▶ Objective 1
Please transcribe the autographed-books auction listing from "Joan Rivers and" to "- Item Sold!".
▶ Objective 2
Write the next part of the autographed-books auction listing, picking up after its last line.

Joan Rivers and 5 other Admirable Authors--Autographed!


Item Number: 237

Time Left: CLOSED

Value: $151

Online Close: Nov 16, 2014 11:00 PM EST

Bid History: 25 bids - Item Sold!






Description

Landmark fiction, biography & social analysis--a perfect gift package, or for your own collection.


The End of Men by Hanna Rosin.


Men have been the dominant sex since, well, the dawn of mankind. And yet, as journalist Hanna Rosin discovered, that long-held truth is no longer true. At this unprecedented moment, women are no longer merely gaining on men; they have pulled decisively ahead by almost every measure. Already "the end of men"--the phrase Rosin coined--has entered the lexicon as indelibly as Betty Friedan's "feminine mystique," Simone de Beauvoir's "second sex," Susan Faludi's "backlash," and Naomi Wolf's "beauty myth" have.


This landmark, once-in-a-generation book will take its place alongside the works of those authors, forever changing the way we talk about men and women and what happens between them. Rosin reveals how the new world order came to be, and how it is dramatically shifting dynamics in every arena and at every level of society, with profound implications for marriage, sex, children, work, and more.


I Hate Everyone...Starting With Me by Joan Rivers.


Here, uncensored and uninhibited, Joan says exactly what's on her mind. And HER mind is a terrible thing to waste. She proudly kicks the crap out of ugly children, dating rituals, funerals, and lousy restaurants. She nails First Ladies, closet cases, and hypocrites to the wall. She shows no mercy towards doctors and feminists, and even goes after Anne Frank and Stephen Hawking. Joan lets everyone, including herself, have it in this one hundred percent honest and unabashedly hilarious love letter to the hater in all of us.


The Ice Cream Queen of Orchard Street by Susan Jane Gilman.

▶ Listing

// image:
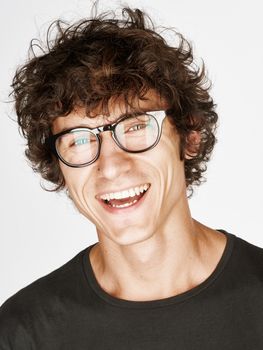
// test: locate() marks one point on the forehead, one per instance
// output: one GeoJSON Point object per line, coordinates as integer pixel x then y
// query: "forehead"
{"type": "Point", "coordinates": [116, 107]}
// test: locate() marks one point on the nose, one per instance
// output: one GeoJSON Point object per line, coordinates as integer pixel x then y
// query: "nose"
{"type": "Point", "coordinates": [113, 161]}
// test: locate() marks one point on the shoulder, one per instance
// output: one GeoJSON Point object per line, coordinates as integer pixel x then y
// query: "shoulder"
{"type": "Point", "coordinates": [40, 297]}
{"type": "Point", "coordinates": [247, 263]}
{"type": "Point", "coordinates": [251, 253]}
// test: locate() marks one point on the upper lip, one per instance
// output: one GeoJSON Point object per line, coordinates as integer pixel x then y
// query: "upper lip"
{"type": "Point", "coordinates": [124, 189]}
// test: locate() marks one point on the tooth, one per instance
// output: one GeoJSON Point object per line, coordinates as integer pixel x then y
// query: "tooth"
{"type": "Point", "coordinates": [125, 194]}
{"type": "Point", "coordinates": [131, 193]}
{"type": "Point", "coordinates": [137, 190]}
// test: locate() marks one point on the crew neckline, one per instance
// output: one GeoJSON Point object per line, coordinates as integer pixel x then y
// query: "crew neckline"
{"type": "Point", "coordinates": [93, 283]}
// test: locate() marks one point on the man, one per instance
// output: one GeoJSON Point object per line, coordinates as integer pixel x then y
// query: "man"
{"type": "Point", "coordinates": [124, 123]}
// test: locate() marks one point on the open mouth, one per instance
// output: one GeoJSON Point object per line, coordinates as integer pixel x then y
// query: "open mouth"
{"type": "Point", "coordinates": [124, 203]}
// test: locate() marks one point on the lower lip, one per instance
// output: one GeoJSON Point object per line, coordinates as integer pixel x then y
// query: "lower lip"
{"type": "Point", "coordinates": [125, 210]}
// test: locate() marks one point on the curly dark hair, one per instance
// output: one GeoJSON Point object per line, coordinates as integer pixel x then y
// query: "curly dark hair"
{"type": "Point", "coordinates": [95, 59]}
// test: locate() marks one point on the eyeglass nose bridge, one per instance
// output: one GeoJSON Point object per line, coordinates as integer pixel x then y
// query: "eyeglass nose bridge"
{"type": "Point", "coordinates": [108, 127]}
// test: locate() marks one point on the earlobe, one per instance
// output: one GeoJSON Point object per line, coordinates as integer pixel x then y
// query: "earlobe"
{"type": "Point", "coordinates": [192, 145]}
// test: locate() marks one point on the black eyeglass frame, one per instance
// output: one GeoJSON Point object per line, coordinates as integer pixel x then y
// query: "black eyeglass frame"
{"type": "Point", "coordinates": [51, 140]}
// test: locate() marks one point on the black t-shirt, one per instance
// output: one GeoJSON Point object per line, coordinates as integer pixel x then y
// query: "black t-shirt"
{"type": "Point", "coordinates": [67, 309]}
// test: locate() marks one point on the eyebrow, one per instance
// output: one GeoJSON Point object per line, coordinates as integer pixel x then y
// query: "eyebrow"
{"type": "Point", "coordinates": [130, 114]}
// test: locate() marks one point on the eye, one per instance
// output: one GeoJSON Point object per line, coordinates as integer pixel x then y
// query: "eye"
{"type": "Point", "coordinates": [137, 127]}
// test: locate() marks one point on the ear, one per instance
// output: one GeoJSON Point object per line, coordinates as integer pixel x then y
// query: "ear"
{"type": "Point", "coordinates": [192, 145]}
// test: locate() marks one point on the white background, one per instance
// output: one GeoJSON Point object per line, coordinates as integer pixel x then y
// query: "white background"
{"type": "Point", "coordinates": [40, 231]}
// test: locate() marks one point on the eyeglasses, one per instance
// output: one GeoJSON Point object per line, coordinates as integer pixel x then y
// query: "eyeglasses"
{"type": "Point", "coordinates": [134, 133]}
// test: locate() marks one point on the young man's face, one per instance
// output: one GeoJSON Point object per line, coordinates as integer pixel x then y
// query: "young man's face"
{"type": "Point", "coordinates": [117, 170]}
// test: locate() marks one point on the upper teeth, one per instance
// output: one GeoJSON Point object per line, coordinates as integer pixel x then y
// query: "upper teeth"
{"type": "Point", "coordinates": [125, 194]}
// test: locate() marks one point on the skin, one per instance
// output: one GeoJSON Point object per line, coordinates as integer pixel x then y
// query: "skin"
{"type": "Point", "coordinates": [159, 250]}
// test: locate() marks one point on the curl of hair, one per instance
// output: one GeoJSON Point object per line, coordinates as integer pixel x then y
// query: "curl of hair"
{"type": "Point", "coordinates": [95, 59]}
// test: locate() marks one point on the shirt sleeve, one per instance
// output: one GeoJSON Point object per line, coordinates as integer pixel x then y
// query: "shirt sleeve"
{"type": "Point", "coordinates": [14, 334]}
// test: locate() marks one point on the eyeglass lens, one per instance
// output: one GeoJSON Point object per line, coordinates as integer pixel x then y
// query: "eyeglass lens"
{"type": "Point", "coordinates": [81, 146]}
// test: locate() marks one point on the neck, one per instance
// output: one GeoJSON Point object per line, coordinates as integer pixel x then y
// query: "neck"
{"type": "Point", "coordinates": [170, 262]}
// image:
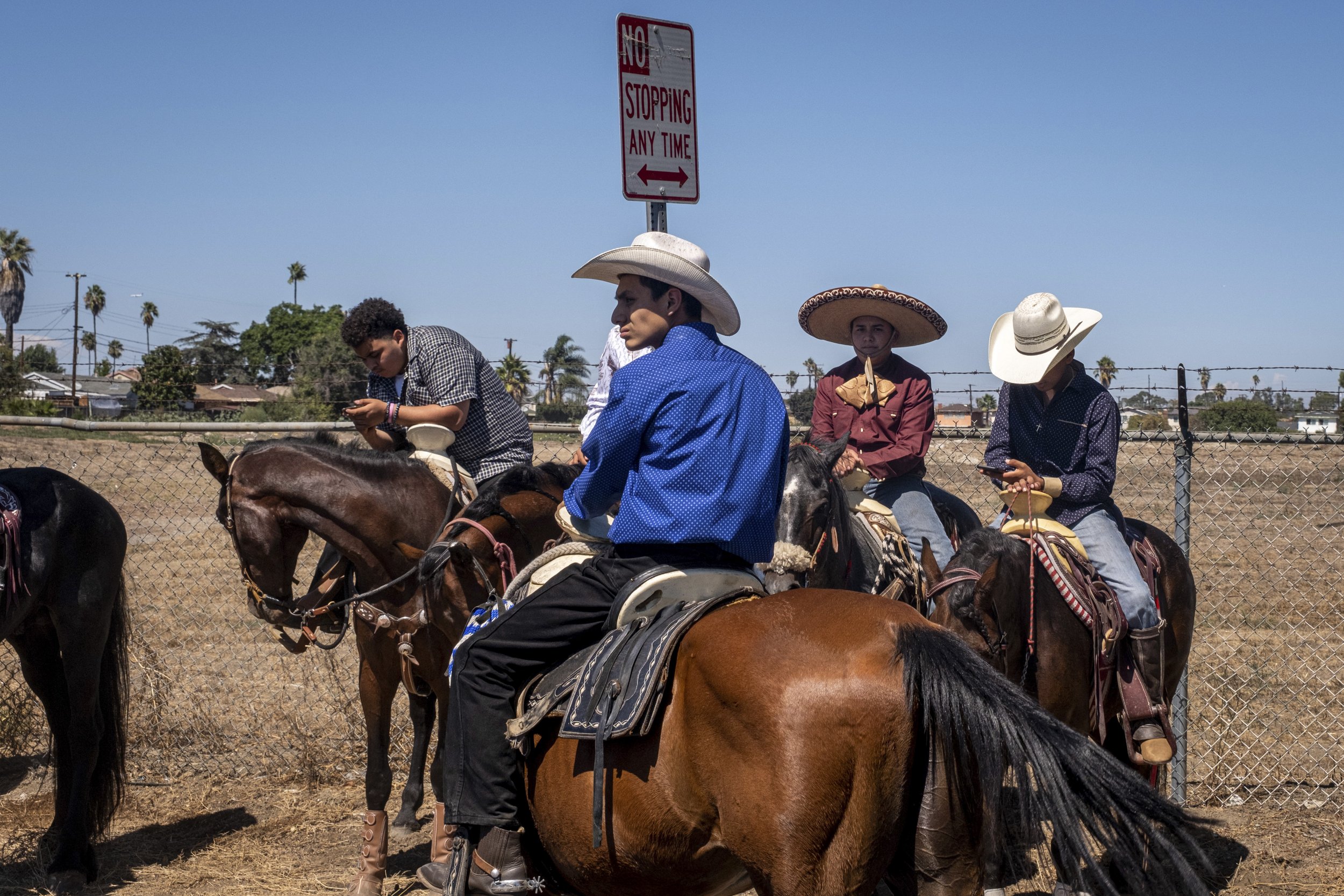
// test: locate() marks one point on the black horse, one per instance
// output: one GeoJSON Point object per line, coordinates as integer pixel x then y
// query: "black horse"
{"type": "Point", "coordinates": [68, 622]}
{"type": "Point", "coordinates": [818, 543]}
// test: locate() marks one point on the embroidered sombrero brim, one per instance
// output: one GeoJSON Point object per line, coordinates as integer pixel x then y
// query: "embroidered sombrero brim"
{"type": "Point", "coordinates": [828, 315]}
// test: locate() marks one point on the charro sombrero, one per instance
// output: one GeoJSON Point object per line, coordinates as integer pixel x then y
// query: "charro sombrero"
{"type": "Point", "coordinates": [673, 261]}
{"type": "Point", "coordinates": [828, 315]}
{"type": "Point", "coordinates": [1026, 343]}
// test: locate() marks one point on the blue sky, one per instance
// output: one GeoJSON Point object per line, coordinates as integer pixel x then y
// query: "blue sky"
{"type": "Point", "coordinates": [1173, 164]}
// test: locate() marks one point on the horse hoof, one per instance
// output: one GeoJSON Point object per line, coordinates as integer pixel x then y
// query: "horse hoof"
{"type": "Point", "coordinates": [66, 881]}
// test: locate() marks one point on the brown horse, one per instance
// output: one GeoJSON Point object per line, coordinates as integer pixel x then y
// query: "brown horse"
{"type": "Point", "coordinates": [820, 742]}
{"type": "Point", "coordinates": [370, 507]}
{"type": "Point", "coordinates": [992, 615]}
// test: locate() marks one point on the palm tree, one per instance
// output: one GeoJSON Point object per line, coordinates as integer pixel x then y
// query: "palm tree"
{"type": "Point", "coordinates": [15, 261]}
{"type": "Point", "coordinates": [96, 300]}
{"type": "Point", "coordinates": [563, 369]}
{"type": "Point", "coordinates": [296, 275]}
{"type": "Point", "coordinates": [148, 312]}
{"type": "Point", "coordinates": [1105, 371]}
{"type": "Point", "coordinates": [515, 375]}
{"type": "Point", "coordinates": [90, 345]}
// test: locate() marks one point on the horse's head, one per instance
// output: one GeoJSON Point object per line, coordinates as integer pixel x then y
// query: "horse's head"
{"type": "Point", "coordinates": [977, 596]}
{"type": "Point", "coordinates": [267, 540]}
{"type": "Point", "coordinates": [811, 507]}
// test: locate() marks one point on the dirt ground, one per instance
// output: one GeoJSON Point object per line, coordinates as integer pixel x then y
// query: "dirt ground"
{"type": "Point", "coordinates": [246, 838]}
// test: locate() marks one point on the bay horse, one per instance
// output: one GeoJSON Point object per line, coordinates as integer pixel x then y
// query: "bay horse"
{"type": "Point", "coordinates": [373, 507]}
{"type": "Point", "coordinates": [66, 620]}
{"type": "Point", "coordinates": [818, 542]}
{"type": "Point", "coordinates": [995, 613]}
{"type": "Point", "coordinates": [818, 743]}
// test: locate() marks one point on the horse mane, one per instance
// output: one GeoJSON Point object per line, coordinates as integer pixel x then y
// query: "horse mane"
{"type": "Point", "coordinates": [808, 456]}
{"type": "Point", "coordinates": [523, 477]}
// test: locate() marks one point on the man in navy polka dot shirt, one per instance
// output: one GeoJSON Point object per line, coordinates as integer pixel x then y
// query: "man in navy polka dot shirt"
{"type": "Point", "coordinates": [694, 444]}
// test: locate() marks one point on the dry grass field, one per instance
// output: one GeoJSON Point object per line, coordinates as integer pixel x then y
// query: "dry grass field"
{"type": "Point", "coordinates": [246, 759]}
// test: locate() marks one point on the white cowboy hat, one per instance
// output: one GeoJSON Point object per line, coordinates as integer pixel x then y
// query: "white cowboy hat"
{"type": "Point", "coordinates": [828, 315]}
{"type": "Point", "coordinates": [1026, 343]}
{"type": "Point", "coordinates": [676, 262]}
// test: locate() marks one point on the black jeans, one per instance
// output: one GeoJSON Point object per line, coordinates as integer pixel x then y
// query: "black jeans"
{"type": "Point", "coordinates": [480, 769]}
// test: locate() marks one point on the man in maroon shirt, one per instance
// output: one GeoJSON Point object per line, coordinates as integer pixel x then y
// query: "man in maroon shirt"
{"type": "Point", "coordinates": [885, 404]}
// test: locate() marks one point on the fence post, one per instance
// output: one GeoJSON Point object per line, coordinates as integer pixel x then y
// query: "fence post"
{"type": "Point", "coordinates": [1184, 456]}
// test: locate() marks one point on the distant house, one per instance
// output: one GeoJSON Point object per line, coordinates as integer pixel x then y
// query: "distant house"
{"type": "Point", "coordinates": [961, 415]}
{"type": "Point", "coordinates": [229, 397]}
{"type": "Point", "coordinates": [103, 396]}
{"type": "Point", "coordinates": [1318, 422]}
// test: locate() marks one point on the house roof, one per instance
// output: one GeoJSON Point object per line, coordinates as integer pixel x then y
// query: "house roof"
{"type": "Point", "coordinates": [88, 385]}
{"type": "Point", "coordinates": [233, 393]}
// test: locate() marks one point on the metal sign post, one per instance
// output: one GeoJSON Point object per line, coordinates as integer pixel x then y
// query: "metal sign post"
{"type": "Point", "coordinates": [660, 159]}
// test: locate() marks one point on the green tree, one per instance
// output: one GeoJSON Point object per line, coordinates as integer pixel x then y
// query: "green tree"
{"type": "Point", "coordinates": [1323, 402]}
{"type": "Point", "coordinates": [96, 300]}
{"type": "Point", "coordinates": [515, 377]}
{"type": "Point", "coordinates": [148, 313]}
{"type": "Point", "coordinates": [328, 372]}
{"type": "Point", "coordinates": [800, 405]}
{"type": "Point", "coordinates": [297, 273]}
{"type": "Point", "coordinates": [166, 378]}
{"type": "Point", "coordinates": [90, 345]}
{"type": "Point", "coordinates": [214, 353]}
{"type": "Point", "coordinates": [1105, 371]}
{"type": "Point", "coordinates": [563, 369]}
{"type": "Point", "coordinates": [39, 358]}
{"type": "Point", "coordinates": [15, 261]}
{"type": "Point", "coordinates": [272, 347]}
{"type": "Point", "coordinates": [1237, 415]}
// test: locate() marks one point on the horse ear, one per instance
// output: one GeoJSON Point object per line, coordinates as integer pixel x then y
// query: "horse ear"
{"type": "Point", "coordinates": [929, 562]}
{"type": "Point", "coordinates": [831, 453]}
{"type": "Point", "coordinates": [214, 461]}
{"type": "Point", "coordinates": [409, 551]}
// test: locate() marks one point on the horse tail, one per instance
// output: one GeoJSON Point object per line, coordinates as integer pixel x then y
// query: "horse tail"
{"type": "Point", "coordinates": [109, 771]}
{"type": "Point", "coordinates": [983, 726]}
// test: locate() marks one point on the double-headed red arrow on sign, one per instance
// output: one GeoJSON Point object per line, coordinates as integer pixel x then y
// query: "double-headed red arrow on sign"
{"type": "Point", "coordinates": [679, 176]}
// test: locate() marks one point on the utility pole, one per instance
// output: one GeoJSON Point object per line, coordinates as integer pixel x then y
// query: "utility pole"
{"type": "Point", "coordinates": [74, 354]}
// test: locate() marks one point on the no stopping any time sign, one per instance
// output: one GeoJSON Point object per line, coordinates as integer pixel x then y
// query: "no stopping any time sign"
{"type": "Point", "coordinates": [659, 154]}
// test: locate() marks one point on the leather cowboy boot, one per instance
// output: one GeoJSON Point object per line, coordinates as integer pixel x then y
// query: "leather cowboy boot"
{"type": "Point", "coordinates": [1146, 647]}
{"type": "Point", "coordinates": [498, 864]}
{"type": "Point", "coordinates": [373, 857]}
{"type": "Point", "coordinates": [441, 837]}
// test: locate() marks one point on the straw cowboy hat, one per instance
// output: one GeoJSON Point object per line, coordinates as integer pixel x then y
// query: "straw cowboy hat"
{"type": "Point", "coordinates": [828, 315]}
{"type": "Point", "coordinates": [676, 262]}
{"type": "Point", "coordinates": [1026, 343]}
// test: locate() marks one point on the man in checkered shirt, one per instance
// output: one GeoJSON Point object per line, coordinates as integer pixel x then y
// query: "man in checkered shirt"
{"type": "Point", "coordinates": [433, 375]}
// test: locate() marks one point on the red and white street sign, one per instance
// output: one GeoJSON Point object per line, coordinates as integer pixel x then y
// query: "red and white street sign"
{"type": "Point", "coordinates": [659, 155]}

▶ Written reply 1
Joan Rivers and 5 other Admirable Authors--Autographed!


Item Number: 237

Time Left: CLOSED

Value: $151

Online Close: Nov 16, 2014 11:00 PM EST

Bid History: 25 bids - Item Sold!

▶ Written reply 2
In 1913, little Malka Treynovsky flees Russia with her family. Bedazzled by tales of gold and movie stardom, she tricks them into buying tickets for America. Yet no sooner do they land on the squalid Lower East Side of Manhattan, than Malka is crippled and abandoned in the street.

Taken in by a tough-loving Italian ices peddler, she manages to survive through cunning and inventiveness. As she learns the secrets of his trade, she begins to shape her own destiny. She falls in love with a gorgeous, illiterate radical named Albert, and they set off across America in an ice cream truck. Slowly, she transforms herself into Lillian Dunkle, "The Ice Cream Queen" -- doyenne of an empire of ice cream franchises and a celebrated television personality.


The Next Best Thing, by Jennifer Weiner.


At three years old, Ruth Saunders miraculously survives the car crash that takes her parents' lives on the icy Massachusetts Turnpike. Her eccentric grandmother, who comes out of Florida retirement to care for young Ruth, nurtures her through years of surgeries, feeding her home-cooked meals, dispensing irreverent wisdom, and telling Ruth she's beautiful, even though her scars will stay with her forever.


After college, Ruth pursues her dream of writing to Hollywood, heading west with her grandmother in tow, hoping to make it big in the world of TV. After years of failure and a badly broken heart, Ruth gets The Call:her show has been green-lit.


But Ruth's happy ending is only the beginning, as she struggles with how television gets made: terrified (and terrifying) executives and actresses with their eyes on bigger prizes than Ruthie's show. Add in an unrequited crush on the man who has been her mentor. Add to that her grandmother's impending nuptials, and Ruth's big break might just break her.


The Confidence Code by Katty Kay and Claire Shipman.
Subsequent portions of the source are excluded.